---------- Passage provided ----------

W1 Lecture 2 Notes
File Extensions
File extensions indicate the format of a file (e.g., .PNG, .TXT).
Common dataset formats for rectangular table data:
TXT (text file)
CSV (comma-separated values): Columns are separated by commas.
Datasets
Datasets used in Wiki Mobius lessons are typically saved as CSVs.
A survey dataset from the 2024 T1 cohort is available on Moodle.
Key Concepts
Population, cases, variables are essential.
Differentiating between categorical and quantitative variables is crucial for analysis.
Obtaining Data
Emphasis on data collection is important; it shouldn't be overshadowed by data analysis.
Bad data leads to bad results, and the flaws may not be apparent.
Seek statistical consultation before data collection, as it's the most expensive part.
Sequence of Events in Statistical Analysis
Identify research questions.
Define the population of interest.
Determine the variables to measure.
Collect data on those variables.
Types of Data
Anecdotal Data: Information collected casually or informally.
Personal accounts, subjective experiences.

---------- Raw data ----------

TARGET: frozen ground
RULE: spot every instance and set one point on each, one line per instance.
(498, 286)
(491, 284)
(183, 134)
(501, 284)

----------

▶ **What is expected**:
Copy out the full lecture notes from the top of the page word for word, from the title through the final line.

▶ **Answer for this exercise**:
W1 Lecture 2 Notes
File Extensions
File extensions indicate the format of a file (e.g., .PNG, .TXT).
Common dataset formats for rectangular table data:
TXT (text file)
CSV (comma-separated values): Columns are separated by commas.
Datasets
Datasets used in Wiki Mobius lessons are typically saved as CSVs.
A survey dataset from the 2024 T1 cohort is available on Moodle.
Key Concepts
Population, cases, variables are essential.
Differentiating between categorical and quantitative variables is crucial for analysis.
Obtaining Data
Emphasis on data collection is important; it shouldn't be overshadowed by data analysis.
Bad data leads to bad results, and the flaws may not be apparent.
Seek statistical consultation before data collection, as it's the most expensive part.
Sequence of Events in Statistical Analysis
Identify research questions.
Define the population of interest.
Determine the variables to measure.
Collect data on those variables.
Types of Data
Anecdotal Data: Information collected casually or informally.
Personal accounts, subjective experiences.